-- Begin TASK INPUT --

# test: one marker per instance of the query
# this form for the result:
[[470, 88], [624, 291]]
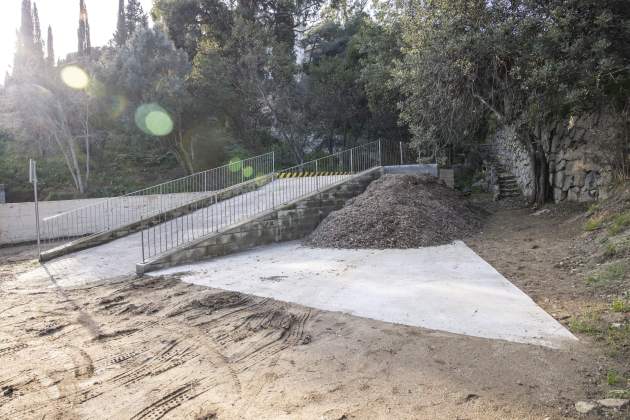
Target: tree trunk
[[542, 187]]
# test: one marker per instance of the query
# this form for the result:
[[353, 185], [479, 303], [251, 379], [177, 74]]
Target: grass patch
[[612, 272], [620, 305], [611, 251], [613, 377], [618, 339], [594, 208], [619, 393], [619, 223], [593, 223], [588, 324]]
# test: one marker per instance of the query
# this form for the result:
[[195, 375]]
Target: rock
[[617, 403], [541, 212], [584, 407]]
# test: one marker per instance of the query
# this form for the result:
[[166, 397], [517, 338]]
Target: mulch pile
[[399, 211]]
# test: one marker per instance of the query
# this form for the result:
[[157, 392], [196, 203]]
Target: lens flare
[[235, 164], [159, 123], [75, 77], [248, 171], [118, 104], [154, 120]]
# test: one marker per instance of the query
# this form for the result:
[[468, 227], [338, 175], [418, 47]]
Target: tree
[[135, 17], [50, 56], [25, 57], [38, 42], [45, 117], [85, 44], [470, 65], [120, 36], [153, 73]]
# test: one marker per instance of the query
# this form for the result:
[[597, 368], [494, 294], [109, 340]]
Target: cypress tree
[[38, 42], [135, 17], [120, 36], [50, 57], [26, 28], [24, 51], [85, 44]]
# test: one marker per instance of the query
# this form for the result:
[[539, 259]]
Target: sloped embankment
[[399, 211]]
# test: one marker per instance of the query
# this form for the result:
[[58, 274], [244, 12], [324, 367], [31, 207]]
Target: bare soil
[[159, 348], [399, 211]]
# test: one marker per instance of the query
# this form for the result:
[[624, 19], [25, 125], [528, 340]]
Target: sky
[[63, 15]]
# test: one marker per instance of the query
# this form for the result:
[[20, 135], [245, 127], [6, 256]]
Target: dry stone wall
[[579, 168]]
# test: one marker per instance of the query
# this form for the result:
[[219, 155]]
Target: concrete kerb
[[108, 236], [291, 221]]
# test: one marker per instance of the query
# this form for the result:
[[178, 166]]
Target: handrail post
[[351, 162]]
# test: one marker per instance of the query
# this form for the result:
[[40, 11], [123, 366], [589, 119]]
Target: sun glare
[[154, 120], [75, 77]]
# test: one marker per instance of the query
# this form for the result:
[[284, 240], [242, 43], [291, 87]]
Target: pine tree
[[84, 30], [120, 36], [26, 29], [50, 57], [135, 17], [23, 59], [38, 42]]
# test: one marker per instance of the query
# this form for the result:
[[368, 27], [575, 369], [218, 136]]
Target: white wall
[[17, 220]]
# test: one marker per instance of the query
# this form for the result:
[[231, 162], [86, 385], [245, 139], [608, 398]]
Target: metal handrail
[[116, 212], [286, 185]]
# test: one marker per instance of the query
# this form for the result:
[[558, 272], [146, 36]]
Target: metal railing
[[266, 193], [398, 153], [118, 212]]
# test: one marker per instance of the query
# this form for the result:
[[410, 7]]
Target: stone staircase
[[507, 183]]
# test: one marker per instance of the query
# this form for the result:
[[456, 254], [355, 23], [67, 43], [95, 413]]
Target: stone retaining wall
[[110, 235], [579, 158], [289, 222]]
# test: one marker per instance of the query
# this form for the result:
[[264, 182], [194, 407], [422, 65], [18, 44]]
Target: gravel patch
[[399, 211]]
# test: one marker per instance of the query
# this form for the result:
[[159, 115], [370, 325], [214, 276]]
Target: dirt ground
[[150, 348]]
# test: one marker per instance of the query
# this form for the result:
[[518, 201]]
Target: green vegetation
[[214, 80], [593, 223], [619, 393], [619, 223], [587, 324], [610, 273], [613, 377], [621, 305], [610, 252]]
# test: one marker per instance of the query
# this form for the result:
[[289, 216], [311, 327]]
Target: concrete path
[[119, 257], [448, 288]]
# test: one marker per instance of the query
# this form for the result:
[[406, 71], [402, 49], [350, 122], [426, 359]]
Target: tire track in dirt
[[171, 401]]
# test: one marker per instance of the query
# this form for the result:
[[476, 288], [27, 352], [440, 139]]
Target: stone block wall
[[289, 222], [579, 168], [515, 157]]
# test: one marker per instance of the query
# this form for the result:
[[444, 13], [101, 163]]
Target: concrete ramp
[[447, 288], [293, 220]]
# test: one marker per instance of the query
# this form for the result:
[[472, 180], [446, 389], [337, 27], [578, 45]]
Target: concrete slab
[[448, 288], [120, 256]]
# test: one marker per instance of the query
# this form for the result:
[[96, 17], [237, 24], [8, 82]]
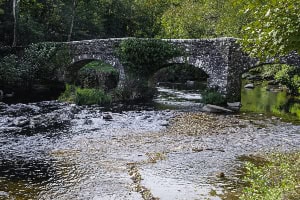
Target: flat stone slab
[[215, 109]]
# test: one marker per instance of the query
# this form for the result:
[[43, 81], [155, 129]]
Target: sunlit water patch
[[271, 101]]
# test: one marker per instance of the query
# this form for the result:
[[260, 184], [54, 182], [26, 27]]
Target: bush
[[40, 62], [279, 179], [213, 97], [97, 74], [289, 76], [85, 96], [135, 89]]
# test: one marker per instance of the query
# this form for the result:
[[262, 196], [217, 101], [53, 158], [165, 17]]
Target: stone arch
[[77, 63]]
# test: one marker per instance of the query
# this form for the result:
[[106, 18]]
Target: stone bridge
[[221, 59]]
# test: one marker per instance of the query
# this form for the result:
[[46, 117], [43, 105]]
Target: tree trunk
[[15, 23], [72, 20]]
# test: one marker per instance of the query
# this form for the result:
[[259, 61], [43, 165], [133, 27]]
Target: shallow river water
[[52, 150]]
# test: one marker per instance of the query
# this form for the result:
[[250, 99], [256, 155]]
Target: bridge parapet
[[221, 58]]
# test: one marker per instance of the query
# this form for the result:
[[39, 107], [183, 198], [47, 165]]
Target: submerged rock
[[215, 109], [249, 86]]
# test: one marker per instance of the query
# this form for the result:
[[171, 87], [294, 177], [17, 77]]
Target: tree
[[72, 20], [275, 29], [191, 19], [15, 5]]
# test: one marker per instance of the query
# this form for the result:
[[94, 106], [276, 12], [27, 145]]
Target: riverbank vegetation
[[85, 96], [265, 28], [277, 178]]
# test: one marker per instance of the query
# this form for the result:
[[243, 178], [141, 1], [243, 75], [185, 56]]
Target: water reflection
[[274, 103]]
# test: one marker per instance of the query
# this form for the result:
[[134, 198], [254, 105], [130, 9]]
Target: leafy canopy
[[275, 28]]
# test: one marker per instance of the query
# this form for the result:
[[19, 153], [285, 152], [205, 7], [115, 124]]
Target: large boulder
[[215, 109]]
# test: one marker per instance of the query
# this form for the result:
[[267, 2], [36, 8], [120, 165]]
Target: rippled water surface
[[51, 150]]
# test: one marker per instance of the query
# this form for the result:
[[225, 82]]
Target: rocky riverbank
[[140, 154]]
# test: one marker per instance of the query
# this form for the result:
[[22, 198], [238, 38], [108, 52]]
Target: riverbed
[[53, 150]]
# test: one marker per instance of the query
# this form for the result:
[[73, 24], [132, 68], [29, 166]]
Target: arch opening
[[93, 73], [179, 84]]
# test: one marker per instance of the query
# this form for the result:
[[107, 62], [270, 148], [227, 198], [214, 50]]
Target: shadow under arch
[[268, 96], [179, 72]]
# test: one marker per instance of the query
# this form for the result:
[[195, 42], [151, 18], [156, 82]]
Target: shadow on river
[[52, 150]]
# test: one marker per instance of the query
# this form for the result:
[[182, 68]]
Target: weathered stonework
[[221, 58]]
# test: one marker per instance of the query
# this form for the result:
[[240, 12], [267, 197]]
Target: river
[[168, 150]]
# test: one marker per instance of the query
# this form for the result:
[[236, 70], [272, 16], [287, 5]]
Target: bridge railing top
[[165, 39]]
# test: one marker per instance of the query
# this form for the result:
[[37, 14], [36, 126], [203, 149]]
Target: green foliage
[[211, 96], [277, 180], [10, 73], [97, 74], [85, 96], [275, 28], [135, 90], [289, 76], [146, 56], [39, 62]]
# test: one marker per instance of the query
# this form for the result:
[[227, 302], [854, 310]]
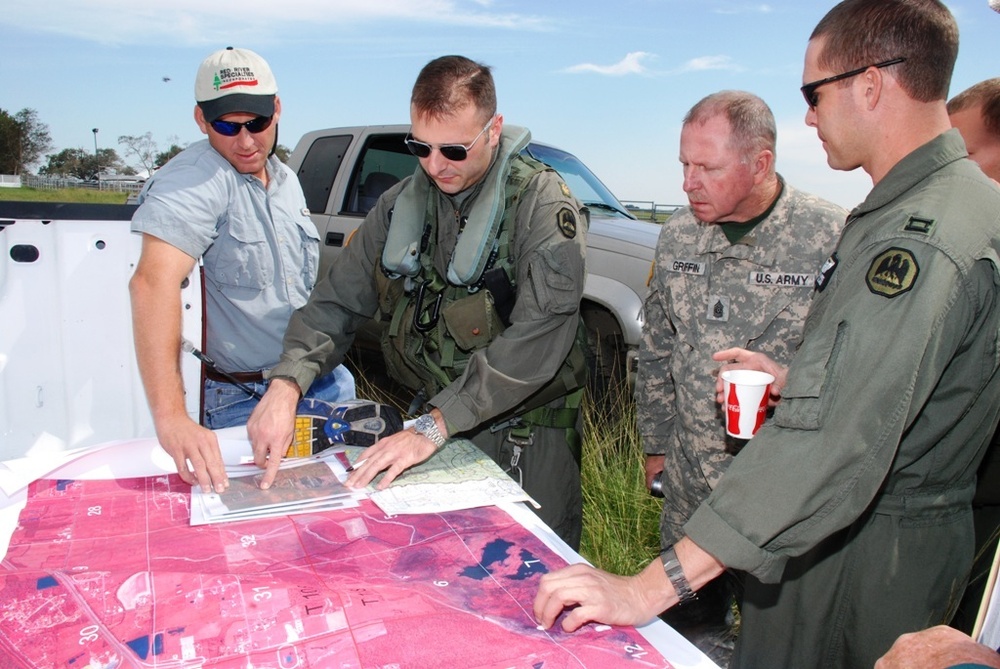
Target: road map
[[109, 573]]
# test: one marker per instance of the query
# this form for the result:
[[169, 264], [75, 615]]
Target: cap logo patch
[[892, 273], [231, 77]]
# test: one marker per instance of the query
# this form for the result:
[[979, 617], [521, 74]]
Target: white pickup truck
[[68, 375]]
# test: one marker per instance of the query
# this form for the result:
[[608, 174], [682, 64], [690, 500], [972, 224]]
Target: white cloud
[[632, 63], [194, 22], [745, 9], [704, 63]]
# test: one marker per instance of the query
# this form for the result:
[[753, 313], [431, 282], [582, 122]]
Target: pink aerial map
[[105, 574]]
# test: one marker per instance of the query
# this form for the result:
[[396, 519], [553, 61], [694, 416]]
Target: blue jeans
[[227, 405]]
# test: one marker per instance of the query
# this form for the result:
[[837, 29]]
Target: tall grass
[[621, 520]]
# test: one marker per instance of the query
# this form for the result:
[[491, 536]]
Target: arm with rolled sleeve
[[320, 333]]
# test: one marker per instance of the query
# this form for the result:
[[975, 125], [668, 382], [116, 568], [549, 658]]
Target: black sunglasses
[[453, 152], [232, 128], [809, 90]]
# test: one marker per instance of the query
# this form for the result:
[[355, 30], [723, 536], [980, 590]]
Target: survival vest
[[436, 323]]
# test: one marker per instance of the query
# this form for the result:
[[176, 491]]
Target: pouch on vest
[[473, 321]]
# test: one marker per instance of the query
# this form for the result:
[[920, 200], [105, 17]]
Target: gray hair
[[751, 120]]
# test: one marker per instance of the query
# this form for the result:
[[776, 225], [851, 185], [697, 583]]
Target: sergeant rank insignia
[[892, 273]]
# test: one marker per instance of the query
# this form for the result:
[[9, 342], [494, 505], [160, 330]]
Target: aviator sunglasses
[[453, 152], [809, 90], [232, 128]]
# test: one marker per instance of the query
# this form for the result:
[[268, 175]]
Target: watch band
[[427, 426], [672, 567]]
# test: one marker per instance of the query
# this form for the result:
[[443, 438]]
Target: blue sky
[[608, 81]]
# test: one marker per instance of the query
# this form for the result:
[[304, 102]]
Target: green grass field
[[84, 195]]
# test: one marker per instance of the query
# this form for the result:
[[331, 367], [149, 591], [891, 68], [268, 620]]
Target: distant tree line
[[24, 140]]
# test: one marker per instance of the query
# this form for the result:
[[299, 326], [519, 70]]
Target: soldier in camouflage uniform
[[735, 268]]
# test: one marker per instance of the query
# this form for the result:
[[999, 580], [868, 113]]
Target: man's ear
[[873, 82], [763, 165], [199, 118]]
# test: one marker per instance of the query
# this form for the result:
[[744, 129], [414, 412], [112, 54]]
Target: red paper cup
[[747, 392]]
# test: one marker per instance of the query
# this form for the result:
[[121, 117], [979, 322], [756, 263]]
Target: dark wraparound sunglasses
[[809, 90], [453, 152], [232, 128]]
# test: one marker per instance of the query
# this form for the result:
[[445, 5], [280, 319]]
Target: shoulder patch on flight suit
[[892, 273], [917, 224], [566, 220]]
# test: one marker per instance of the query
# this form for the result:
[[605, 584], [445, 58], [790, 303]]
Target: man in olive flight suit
[[851, 510], [476, 263]]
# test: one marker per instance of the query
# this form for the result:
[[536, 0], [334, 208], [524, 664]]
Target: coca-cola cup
[[747, 392]]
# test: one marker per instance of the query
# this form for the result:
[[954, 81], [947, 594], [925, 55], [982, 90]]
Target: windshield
[[584, 184]]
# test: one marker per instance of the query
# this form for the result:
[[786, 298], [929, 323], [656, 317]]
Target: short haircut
[[860, 33], [448, 84], [750, 120], [986, 96]]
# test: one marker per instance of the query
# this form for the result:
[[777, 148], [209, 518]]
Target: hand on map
[[394, 454], [189, 443], [740, 358], [271, 427], [940, 646], [593, 595]]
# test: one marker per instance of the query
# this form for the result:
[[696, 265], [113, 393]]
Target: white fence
[[115, 184]]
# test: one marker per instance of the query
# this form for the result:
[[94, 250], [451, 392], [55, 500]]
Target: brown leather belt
[[242, 377]]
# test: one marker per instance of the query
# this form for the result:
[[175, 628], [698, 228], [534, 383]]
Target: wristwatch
[[427, 426], [672, 567]]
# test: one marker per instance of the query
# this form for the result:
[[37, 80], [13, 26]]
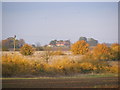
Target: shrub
[[80, 47], [27, 50], [115, 49], [101, 52], [57, 53]]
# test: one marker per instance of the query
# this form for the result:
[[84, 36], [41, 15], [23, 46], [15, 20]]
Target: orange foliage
[[101, 52], [80, 47]]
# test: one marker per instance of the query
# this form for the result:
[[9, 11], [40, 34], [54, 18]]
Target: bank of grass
[[66, 77], [17, 65]]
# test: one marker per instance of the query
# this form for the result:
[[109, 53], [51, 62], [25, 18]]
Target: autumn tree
[[115, 51], [80, 47], [101, 52], [27, 50]]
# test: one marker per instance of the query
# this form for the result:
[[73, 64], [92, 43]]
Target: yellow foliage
[[27, 50], [101, 52], [115, 51], [80, 47]]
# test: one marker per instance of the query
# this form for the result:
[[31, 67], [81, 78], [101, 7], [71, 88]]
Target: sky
[[45, 21]]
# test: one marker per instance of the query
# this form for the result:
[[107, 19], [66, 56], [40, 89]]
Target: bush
[[57, 53], [115, 49], [101, 52], [27, 50], [80, 47]]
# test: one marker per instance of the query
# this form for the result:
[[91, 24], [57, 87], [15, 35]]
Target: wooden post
[[14, 42]]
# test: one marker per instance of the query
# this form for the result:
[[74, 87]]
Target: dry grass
[[15, 64]]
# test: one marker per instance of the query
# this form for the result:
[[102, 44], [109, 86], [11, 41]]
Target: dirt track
[[89, 82]]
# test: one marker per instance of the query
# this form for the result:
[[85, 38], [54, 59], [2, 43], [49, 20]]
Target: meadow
[[61, 70], [57, 64]]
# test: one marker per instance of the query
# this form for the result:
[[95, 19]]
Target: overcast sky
[[43, 22]]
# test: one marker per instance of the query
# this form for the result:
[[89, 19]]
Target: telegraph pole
[[14, 41]]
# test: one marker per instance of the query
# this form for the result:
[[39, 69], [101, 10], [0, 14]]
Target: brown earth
[[86, 82]]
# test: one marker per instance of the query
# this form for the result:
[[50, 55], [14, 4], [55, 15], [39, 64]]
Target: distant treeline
[[8, 44]]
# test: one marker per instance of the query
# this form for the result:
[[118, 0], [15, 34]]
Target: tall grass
[[17, 65]]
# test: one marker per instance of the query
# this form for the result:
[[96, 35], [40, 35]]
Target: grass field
[[70, 80], [81, 81]]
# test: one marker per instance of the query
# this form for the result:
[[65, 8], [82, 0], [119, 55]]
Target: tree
[[92, 42], [83, 38], [101, 52], [115, 47], [9, 43], [80, 47], [27, 50]]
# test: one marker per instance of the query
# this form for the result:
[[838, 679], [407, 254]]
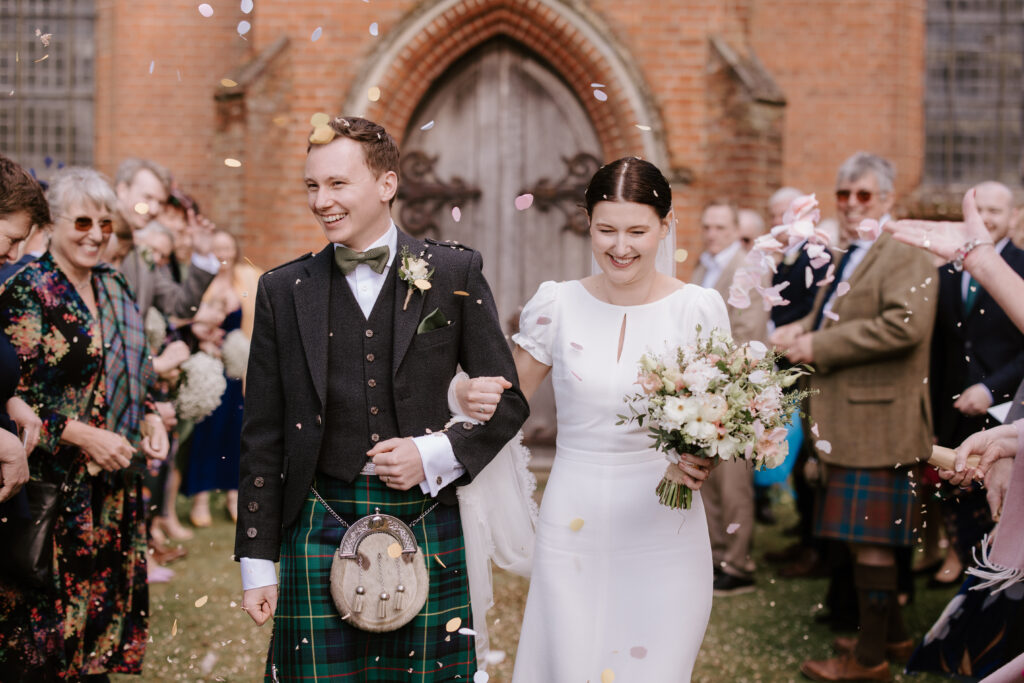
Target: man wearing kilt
[[346, 404], [869, 347]]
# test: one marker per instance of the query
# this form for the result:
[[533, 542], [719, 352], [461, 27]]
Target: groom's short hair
[[379, 147]]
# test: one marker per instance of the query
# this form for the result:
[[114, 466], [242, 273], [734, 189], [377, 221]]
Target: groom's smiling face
[[350, 203]]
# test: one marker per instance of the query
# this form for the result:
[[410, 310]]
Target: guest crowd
[[109, 290]]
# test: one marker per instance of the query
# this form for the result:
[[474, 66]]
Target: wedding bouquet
[[235, 353], [715, 399], [201, 386]]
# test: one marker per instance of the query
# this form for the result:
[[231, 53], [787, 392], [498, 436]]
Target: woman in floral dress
[[86, 371]]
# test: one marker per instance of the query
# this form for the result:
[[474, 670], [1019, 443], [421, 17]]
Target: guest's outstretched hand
[[942, 239]]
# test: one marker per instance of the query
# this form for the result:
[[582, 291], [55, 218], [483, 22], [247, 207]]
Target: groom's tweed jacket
[[287, 380], [871, 400]]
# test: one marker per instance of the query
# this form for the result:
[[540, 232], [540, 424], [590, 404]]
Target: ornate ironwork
[[423, 195], [566, 195]]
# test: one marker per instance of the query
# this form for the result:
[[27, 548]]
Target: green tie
[[347, 259], [972, 294]]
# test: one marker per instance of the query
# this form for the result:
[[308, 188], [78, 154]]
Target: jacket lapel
[[407, 321], [312, 298]]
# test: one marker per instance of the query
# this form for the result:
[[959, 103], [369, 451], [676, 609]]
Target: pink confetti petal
[[523, 202]]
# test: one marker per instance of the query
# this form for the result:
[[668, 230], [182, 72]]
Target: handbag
[[379, 579], [28, 543]]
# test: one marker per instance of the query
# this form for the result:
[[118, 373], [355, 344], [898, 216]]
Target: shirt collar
[[389, 239]]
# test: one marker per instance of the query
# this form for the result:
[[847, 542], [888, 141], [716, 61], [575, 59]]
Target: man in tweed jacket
[[350, 364]]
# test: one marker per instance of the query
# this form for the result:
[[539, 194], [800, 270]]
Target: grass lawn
[[200, 633]]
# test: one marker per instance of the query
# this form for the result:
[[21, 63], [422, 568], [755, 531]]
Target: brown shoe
[[845, 668], [898, 651]]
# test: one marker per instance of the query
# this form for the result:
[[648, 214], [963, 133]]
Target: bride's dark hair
[[630, 179]]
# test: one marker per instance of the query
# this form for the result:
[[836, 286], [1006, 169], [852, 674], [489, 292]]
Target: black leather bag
[[28, 544]]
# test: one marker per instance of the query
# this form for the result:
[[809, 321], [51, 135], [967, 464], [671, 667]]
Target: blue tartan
[[310, 642], [876, 506]]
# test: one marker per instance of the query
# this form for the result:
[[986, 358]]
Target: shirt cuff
[[439, 463], [206, 262], [257, 573]]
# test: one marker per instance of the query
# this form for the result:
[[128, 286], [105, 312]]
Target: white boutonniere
[[417, 273]]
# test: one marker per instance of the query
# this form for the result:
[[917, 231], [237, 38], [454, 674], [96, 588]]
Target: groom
[[346, 393]]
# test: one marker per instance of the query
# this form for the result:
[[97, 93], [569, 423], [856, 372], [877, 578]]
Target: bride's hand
[[695, 470], [479, 396]]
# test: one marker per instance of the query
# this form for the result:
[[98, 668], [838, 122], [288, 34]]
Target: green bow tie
[[347, 259]]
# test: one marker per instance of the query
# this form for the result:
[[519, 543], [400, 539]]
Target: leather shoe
[[898, 651], [844, 668]]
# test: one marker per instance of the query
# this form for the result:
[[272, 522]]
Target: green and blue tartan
[[311, 642], [876, 506]]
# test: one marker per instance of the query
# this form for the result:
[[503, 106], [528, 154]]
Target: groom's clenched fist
[[398, 463]]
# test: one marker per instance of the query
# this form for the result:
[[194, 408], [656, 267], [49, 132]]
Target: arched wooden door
[[500, 124]]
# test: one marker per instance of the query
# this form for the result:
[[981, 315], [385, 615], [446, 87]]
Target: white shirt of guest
[[439, 463], [716, 263]]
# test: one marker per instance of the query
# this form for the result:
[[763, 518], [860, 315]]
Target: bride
[[620, 584]]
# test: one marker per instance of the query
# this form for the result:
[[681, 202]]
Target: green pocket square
[[432, 322]]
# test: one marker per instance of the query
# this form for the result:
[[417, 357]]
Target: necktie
[[347, 259], [835, 284], [972, 295]]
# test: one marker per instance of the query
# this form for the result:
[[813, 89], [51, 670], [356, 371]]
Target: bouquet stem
[[672, 491]]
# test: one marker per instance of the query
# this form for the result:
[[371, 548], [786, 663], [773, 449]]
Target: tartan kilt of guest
[[310, 642], [875, 506]]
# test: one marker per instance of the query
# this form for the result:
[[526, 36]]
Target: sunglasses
[[84, 224], [863, 196]]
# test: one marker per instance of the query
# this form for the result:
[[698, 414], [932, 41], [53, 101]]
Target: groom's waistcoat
[[359, 393]]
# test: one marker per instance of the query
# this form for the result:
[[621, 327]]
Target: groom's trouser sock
[[877, 587]]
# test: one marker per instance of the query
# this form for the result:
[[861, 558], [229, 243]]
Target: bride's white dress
[[619, 582]]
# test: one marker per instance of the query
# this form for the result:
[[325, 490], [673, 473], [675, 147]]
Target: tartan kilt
[[876, 506], [310, 642]]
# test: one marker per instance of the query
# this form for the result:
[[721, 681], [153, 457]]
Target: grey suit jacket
[[287, 380], [154, 286]]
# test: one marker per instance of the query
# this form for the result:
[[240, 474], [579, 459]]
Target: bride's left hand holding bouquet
[[715, 399]]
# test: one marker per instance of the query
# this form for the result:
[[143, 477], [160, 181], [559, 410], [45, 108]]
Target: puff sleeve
[[537, 324]]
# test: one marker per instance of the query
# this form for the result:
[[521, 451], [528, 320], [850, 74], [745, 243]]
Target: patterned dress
[[92, 620]]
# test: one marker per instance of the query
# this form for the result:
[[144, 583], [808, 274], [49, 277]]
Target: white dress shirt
[[439, 463], [716, 263]]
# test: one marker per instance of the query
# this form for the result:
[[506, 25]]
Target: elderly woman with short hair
[[87, 372]]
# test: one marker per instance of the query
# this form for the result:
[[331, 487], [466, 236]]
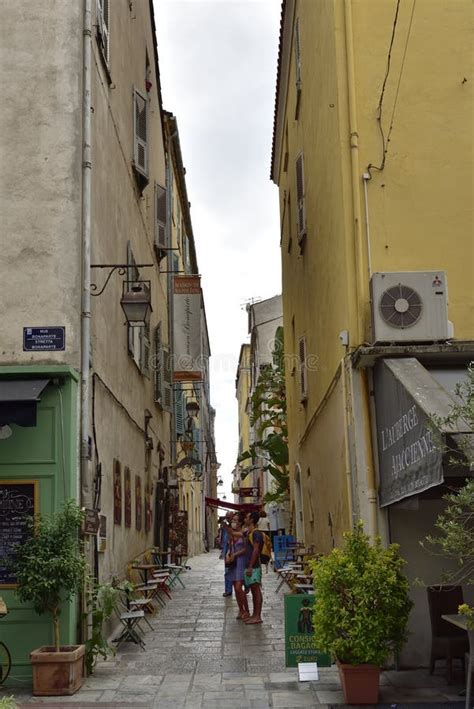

-- End TASK INPUT --

* _REQUIREMENT_: Please find each line in the rows above that contains the word "railing" and copy those lines out. Case counts, so only lines with a case-exact match qualify.

* _PROBLEM SOLUTION_:
Target: metal railing
Target: bridge railing top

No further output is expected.